Object location annotation data
================================
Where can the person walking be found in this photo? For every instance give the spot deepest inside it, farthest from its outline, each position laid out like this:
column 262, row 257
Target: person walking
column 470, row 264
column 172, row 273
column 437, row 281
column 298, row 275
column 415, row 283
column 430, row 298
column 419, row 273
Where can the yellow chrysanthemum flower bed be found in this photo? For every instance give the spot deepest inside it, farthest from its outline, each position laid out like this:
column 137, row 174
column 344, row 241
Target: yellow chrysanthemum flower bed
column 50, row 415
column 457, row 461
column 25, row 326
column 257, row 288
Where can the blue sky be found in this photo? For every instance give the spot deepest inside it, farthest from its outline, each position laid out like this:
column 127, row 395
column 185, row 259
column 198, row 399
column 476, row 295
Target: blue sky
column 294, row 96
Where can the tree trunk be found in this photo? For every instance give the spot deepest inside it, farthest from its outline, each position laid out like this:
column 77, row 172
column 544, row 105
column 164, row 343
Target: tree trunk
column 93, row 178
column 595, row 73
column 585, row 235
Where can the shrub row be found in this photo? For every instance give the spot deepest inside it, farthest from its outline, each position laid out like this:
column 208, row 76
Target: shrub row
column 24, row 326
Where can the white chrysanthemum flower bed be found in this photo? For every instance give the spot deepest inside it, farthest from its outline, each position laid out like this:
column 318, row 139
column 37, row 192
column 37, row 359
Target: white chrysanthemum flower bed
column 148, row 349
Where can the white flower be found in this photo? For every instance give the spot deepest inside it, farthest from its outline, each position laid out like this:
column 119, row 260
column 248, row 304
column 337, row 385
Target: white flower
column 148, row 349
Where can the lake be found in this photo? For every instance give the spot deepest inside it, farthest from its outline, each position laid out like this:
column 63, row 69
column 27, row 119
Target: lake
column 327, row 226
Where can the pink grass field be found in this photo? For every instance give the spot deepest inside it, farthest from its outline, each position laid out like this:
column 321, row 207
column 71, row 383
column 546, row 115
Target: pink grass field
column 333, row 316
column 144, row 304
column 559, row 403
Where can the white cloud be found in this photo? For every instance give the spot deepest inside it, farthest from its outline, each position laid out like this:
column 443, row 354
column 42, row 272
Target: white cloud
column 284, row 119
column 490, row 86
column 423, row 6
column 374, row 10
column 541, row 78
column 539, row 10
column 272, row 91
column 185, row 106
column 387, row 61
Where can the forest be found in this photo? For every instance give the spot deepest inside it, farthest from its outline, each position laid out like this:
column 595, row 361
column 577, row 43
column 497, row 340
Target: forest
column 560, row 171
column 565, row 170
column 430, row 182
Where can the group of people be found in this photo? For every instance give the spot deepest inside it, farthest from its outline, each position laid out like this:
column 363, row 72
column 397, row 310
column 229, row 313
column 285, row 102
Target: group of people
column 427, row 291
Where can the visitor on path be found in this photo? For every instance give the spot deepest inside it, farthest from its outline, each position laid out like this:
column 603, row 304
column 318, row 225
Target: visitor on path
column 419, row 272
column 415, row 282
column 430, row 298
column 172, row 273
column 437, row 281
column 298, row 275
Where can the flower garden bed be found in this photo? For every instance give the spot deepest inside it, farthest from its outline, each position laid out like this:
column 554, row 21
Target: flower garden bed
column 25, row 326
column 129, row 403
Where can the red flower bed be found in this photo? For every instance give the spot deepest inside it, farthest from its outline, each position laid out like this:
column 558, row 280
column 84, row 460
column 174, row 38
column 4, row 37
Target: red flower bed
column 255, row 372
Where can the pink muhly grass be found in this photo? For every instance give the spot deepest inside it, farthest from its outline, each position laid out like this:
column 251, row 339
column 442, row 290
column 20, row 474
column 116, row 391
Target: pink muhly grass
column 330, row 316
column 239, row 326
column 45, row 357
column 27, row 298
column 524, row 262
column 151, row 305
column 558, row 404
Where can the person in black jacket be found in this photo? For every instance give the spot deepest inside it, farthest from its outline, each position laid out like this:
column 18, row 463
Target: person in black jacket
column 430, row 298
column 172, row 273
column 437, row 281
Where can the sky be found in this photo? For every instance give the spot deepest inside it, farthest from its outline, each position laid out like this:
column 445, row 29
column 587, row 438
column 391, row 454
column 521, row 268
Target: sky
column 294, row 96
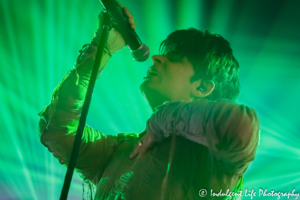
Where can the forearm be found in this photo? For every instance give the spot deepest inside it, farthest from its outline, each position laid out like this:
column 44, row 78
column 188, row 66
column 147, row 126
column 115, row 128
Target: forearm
column 68, row 97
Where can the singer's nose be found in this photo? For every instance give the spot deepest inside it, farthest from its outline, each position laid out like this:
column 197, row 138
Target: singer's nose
column 158, row 59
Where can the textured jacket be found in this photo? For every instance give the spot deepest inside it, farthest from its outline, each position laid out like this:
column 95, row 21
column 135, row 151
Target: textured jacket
column 204, row 150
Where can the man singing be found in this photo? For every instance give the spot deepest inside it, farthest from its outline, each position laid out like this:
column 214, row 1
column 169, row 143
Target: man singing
column 197, row 144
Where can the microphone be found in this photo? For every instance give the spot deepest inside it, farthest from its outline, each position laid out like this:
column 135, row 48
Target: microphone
column 139, row 51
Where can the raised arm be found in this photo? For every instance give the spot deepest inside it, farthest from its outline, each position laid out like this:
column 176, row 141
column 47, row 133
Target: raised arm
column 230, row 131
column 59, row 120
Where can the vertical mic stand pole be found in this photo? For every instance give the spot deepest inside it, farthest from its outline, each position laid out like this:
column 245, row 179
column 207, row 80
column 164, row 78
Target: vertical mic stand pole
column 75, row 150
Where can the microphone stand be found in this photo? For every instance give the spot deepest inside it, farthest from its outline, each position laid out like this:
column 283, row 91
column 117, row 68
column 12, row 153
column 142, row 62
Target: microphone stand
column 75, row 150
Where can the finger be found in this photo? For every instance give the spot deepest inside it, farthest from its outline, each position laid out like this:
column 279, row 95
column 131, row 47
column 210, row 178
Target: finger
================================
GIVEN EXERCISE
Reproduce the entries above word for word, starting at their first line and ending with the line that contains "column 327, row 226", including that line.

ANSWER TO THIS PROBLEM
Where can the person walking be found in this photo? For every instance give the spot deepest inside it, farthest from its outline, each position laid out like this:
column 262, row 257
Target: person walking
column 470, row 264
column 172, row 273
column 437, row 281
column 298, row 275
column 415, row 283
column 430, row 298
column 419, row 273
Where can the yellow chrysanthemum flower bed be found in this photo? For every instance give the spot deepest inside it, farthest from its outline, each position laid out like this:
column 137, row 174
column 344, row 241
Target: yellow chrysanthemum flower bed
column 50, row 415
column 457, row 461
column 25, row 326
column 257, row 288
Where can the blue sky be found in this photo? For every instance give the spot deepest inside it, farthest from its outline, each position laid out like this:
column 127, row 395
column 185, row 259
column 198, row 399
column 476, row 295
Target: blue sky
column 294, row 96
Where can the tree trunk be found in this photo? For every instance give the spot deepest inside it, farthest from its outline, each position laid out like this:
column 77, row 172
column 544, row 105
column 164, row 343
Target: tree trunk
column 93, row 178
column 595, row 73
column 585, row 235
Where can the shrub row be found in this photo? For every instance give the spot deepest inside it, farthest from its outline, each position laid out like this:
column 208, row 76
Target: shrub row
column 24, row 326
Where can the white chrysanthemum flower bed be found in this photo? For every instance give the spot deepest inside it, farthest from its outline, each position laid out like this:
column 318, row 139
column 37, row 192
column 37, row 359
Target: white chrysanthemum flower bed
column 148, row 349
Where can the white flower be found in this photo? For every instance give the spot deepest inside it, farthest from its outline, each position laid out like this:
column 119, row 260
column 248, row 304
column 337, row 385
Target: white flower
column 148, row 349
Where can the lake be found in this photo? For every instance give the spot deepest inside it, farthest from its outline, each position laid out like this:
column 63, row 69
column 27, row 119
Target: lake
column 327, row 226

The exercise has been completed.